◆ **EXERCISE REQUIREMENTS**
• 1. In the article, list the things Griffin says she was the first to describe.
• 2. Please pull out the part of the article that begins at the words "Defense Secretary Pete" and stops after "shared Thursday demonstrated.".

Defense Secretary Pete Hegseth excoriated Jennifer Griffin, a former Fox News colleague, when the reporter questioned the success of the U.S. attack on Iran's uranium enrichment, the UK Daily Mail reported. Hegseth has expressed a wider mistrust of the mainstream media.
Last weekend, the U.S. launched Operation Midnight Hammer to take out Iran's supply of enriched uranium. It was widely believed this was part of a clandestine nuclear program that has now been taken out, though reporters have attempted to undermine that success.
Griffen was one of those reporters who pushed back on the Pentagon's official remarks about the operation. Hegseth, a former Fox News weekend host, was not about to let his former co-worker get away with it, as a video from the briefing shared Thursday demonstrated.
Hegseth fielded questions about the White House's assessment of the operation. Griffin, a longtime Fox News Pentagon reporter, probed the defense secretary about whether all of the enriched uranium at the site was destroyed in the bombing attacks.
"There's nothing that I've seen that suggests that what we didn't hit exactly what we wanted to hit in those locations," Hegseth responded. Griffin pushed back trying to craft a narrative and asked if he had "certainty that all the highly enriched uranium was in Fordow" when the strike happened.
"There were satellite photos that showed more than a dozen trucks there two days in advance? Are you certain none of that highly enriched uranium was moved?" Griffin persisted.
"Of course, we're watching every single aspect," Hegseth replied. Then he quickly turned to personally admonish Griffin for her coverage that skews against the Trump administration.
"But Jennifer, you've been about the worst, the one who misrepresents the most intentionally what the President says," Hegseth said. Griffin defended herself, noting she "was the first to describe the B-2 bombers, the refueling, the entire mission, with great accuracy," and this made her "take issue" with Hegseth's remarks.
While Hegseth retreated briefly from his combativeness, another reporter followed up with a question that played off of Griffin's gripe last week about remarks made following the bombing. After the successful mission, Hegseth thanked "our boys" who made it possible.

◆ **INFORMATION GIVEN**
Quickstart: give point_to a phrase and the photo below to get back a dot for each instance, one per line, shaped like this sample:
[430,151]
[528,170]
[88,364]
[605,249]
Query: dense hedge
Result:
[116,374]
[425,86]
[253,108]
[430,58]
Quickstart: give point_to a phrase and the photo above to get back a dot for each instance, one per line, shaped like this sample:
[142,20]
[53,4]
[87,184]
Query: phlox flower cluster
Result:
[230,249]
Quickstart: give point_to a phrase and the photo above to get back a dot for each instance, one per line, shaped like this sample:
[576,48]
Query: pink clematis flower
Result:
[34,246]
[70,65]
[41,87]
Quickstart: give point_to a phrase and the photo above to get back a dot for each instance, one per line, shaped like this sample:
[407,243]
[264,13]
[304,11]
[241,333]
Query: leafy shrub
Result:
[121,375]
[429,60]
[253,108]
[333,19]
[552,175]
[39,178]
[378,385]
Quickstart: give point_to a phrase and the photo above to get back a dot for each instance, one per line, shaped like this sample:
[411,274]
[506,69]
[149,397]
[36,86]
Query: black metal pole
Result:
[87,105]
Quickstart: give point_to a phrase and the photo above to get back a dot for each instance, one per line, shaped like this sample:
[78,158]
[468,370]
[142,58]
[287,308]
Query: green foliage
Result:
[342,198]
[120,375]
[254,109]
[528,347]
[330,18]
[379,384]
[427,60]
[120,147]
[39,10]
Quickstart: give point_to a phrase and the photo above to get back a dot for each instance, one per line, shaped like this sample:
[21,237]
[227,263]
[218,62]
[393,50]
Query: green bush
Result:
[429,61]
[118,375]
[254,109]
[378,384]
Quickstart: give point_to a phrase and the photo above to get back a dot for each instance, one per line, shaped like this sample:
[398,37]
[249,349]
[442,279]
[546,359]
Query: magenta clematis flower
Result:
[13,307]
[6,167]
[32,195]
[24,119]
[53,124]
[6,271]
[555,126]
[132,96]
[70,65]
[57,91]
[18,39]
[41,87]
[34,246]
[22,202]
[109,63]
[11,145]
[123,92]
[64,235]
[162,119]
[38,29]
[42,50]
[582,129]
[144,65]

◆ **RESPONSES BY TASK**
• 1.
- the B-2 bombers
- the refueling
- the entire mission

• 2.
Defense Secretary Pete Hegseth excoriated Jennifer Griffin, a former Fox News colleague, when the reporter questioned the success of the U.S. attack on Iran's uranium enrichment, the UK Daily Mail reported. Hegseth has expressed a wider mistrust of the mainstream media.
Last weekend, the U.S. launched Operation Midnight Hammer to take out Iran's supply of enriched uranium. It was widely believed this was part of a clandestine nuclear program that has now been taken out, though reporters have attempted to undermine that success.
Griffen was one of those reporters who pushed back on the Pentagon's official remarks about the operation. Hegseth, a former Fox News weekend host, was not about to let his former co-worker get away with it, as a video from the briefing shared Thursday demonstrated.